### Your objective
Output the lines between the one holding "query: the noun phrase to segment: boulder" and the one holding "[[[296,626],[296,654],[320,655],[326,645],[326,619],[306,614]]]", inclusive, as a Markdown table with two columns, Row and Line, omitting any blank lines.

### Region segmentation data
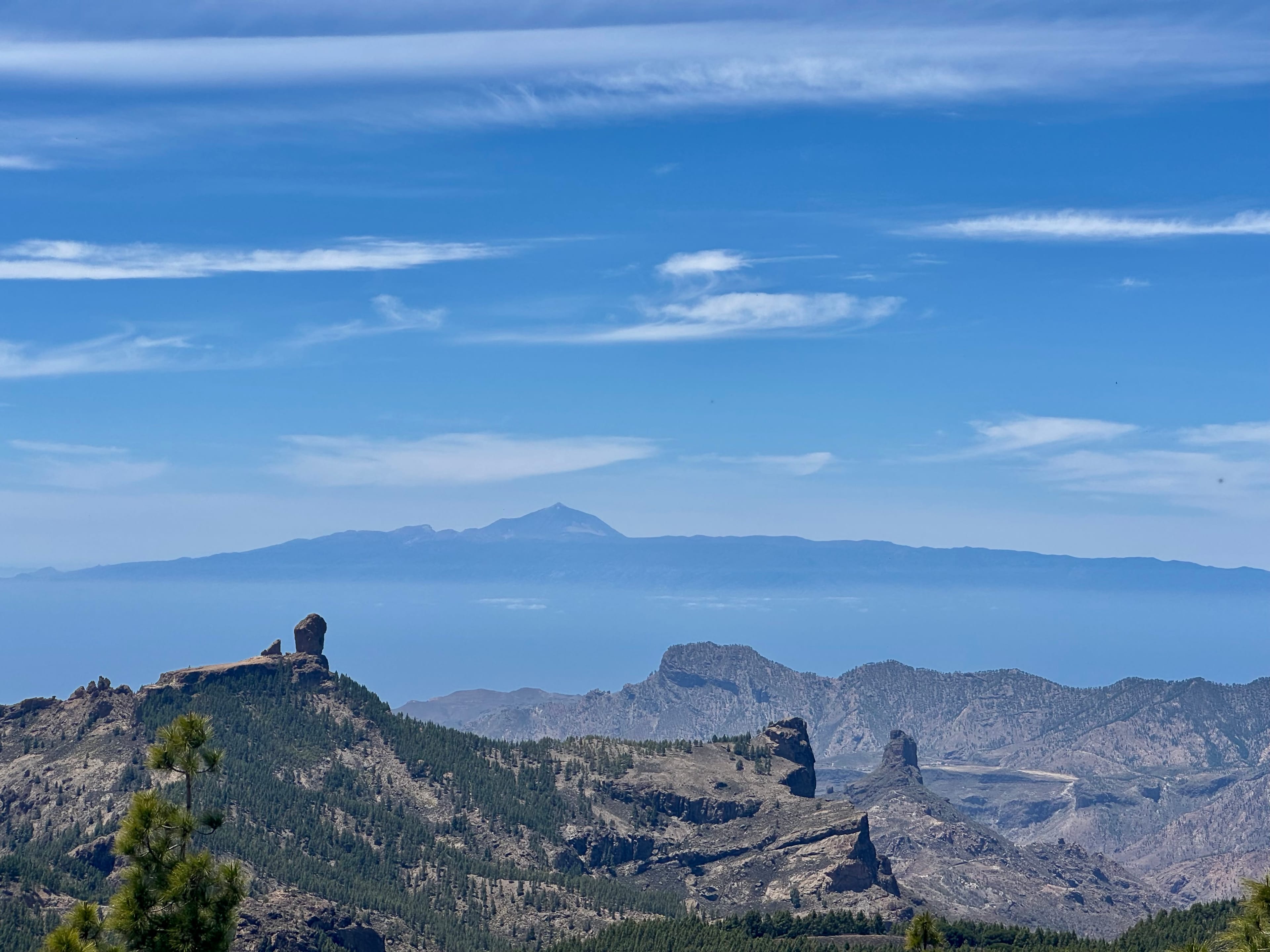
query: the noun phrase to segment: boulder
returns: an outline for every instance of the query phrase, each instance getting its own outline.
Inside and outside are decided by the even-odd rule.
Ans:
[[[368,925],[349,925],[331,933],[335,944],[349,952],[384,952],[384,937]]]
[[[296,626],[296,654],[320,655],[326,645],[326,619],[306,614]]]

---

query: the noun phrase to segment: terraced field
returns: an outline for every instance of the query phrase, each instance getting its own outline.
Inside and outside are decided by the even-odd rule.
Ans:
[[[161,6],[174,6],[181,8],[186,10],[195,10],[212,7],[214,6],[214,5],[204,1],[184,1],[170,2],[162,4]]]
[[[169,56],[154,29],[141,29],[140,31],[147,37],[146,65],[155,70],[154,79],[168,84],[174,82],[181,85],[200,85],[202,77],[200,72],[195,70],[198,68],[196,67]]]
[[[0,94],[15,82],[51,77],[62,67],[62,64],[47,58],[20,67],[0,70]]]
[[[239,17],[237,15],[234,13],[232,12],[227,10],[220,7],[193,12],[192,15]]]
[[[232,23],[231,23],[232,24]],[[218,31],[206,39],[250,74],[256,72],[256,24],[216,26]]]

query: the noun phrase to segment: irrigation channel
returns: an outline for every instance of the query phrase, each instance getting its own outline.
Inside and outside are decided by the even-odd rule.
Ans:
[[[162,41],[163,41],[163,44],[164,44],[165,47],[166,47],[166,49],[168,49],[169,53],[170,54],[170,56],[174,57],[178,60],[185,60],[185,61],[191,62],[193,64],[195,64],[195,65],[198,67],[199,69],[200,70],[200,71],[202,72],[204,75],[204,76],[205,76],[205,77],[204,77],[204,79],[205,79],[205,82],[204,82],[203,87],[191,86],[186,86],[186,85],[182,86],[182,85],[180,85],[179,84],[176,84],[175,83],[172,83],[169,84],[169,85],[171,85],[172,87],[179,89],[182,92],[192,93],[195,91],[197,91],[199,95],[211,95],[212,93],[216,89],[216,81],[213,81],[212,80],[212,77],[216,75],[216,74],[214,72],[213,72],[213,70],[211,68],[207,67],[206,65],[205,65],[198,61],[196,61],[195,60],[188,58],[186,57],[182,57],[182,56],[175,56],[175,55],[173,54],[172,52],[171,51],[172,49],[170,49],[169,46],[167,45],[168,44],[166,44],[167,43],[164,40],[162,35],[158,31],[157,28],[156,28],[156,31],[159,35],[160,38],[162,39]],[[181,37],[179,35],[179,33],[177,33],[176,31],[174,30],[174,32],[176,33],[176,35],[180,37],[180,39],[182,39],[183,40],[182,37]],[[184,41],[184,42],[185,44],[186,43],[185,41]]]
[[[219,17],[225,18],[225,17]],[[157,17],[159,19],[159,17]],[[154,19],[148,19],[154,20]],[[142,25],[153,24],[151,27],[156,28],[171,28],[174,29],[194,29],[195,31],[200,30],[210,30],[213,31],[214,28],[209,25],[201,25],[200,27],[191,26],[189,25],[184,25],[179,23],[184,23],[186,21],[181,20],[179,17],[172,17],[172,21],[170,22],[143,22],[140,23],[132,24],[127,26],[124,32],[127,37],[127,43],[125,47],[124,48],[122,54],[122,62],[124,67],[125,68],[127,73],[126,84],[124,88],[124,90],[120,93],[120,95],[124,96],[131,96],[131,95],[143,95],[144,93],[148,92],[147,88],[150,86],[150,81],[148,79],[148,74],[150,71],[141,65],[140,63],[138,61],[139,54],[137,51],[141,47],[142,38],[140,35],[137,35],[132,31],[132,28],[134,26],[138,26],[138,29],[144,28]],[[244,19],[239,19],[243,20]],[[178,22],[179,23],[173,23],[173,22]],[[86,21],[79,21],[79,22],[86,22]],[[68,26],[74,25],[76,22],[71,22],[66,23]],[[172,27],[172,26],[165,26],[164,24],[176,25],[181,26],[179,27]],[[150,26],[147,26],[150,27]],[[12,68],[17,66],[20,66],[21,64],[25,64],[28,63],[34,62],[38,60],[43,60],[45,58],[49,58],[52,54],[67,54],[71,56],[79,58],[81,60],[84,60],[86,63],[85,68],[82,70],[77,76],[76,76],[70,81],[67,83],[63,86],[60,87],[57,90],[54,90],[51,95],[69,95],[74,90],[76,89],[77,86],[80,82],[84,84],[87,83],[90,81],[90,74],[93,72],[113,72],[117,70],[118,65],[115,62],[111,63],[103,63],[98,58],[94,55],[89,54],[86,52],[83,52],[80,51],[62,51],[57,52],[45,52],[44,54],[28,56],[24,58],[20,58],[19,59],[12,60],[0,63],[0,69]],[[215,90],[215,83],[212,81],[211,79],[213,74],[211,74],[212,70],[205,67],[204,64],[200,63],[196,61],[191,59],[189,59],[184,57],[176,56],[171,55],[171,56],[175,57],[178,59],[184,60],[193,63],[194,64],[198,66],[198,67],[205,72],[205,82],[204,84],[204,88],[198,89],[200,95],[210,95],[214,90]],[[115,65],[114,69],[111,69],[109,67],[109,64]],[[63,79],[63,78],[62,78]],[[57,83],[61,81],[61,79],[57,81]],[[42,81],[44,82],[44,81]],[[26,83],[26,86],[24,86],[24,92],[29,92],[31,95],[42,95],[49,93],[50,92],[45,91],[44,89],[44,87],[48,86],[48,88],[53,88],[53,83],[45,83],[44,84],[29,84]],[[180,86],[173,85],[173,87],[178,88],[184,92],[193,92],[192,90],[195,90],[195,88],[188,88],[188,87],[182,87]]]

==

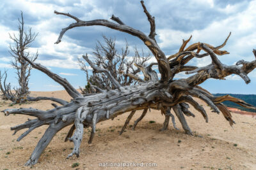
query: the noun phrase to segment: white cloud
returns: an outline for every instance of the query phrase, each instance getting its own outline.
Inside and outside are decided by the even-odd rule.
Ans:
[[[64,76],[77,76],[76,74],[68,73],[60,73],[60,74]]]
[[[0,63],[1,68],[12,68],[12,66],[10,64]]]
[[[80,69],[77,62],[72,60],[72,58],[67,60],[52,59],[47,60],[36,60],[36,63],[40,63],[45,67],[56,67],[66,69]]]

### Solution to this exercise
| Row | Line |
|---|---|
| 1 | query: the noun phrase to segment: boulder |
| 2 | returns: an outline for every instance of the query phrase, each instance getting its own outline. |
| 3 | Inside and outside are decided by the even-odd rule. |
| 4 | Ans: |
| 5 | [[[368,925],[349,925],[331,933],[335,944],[349,952],[384,952],[384,937]]] |
| 6 | [[[296,626],[296,654],[320,655],[326,645],[326,619],[306,614]]] |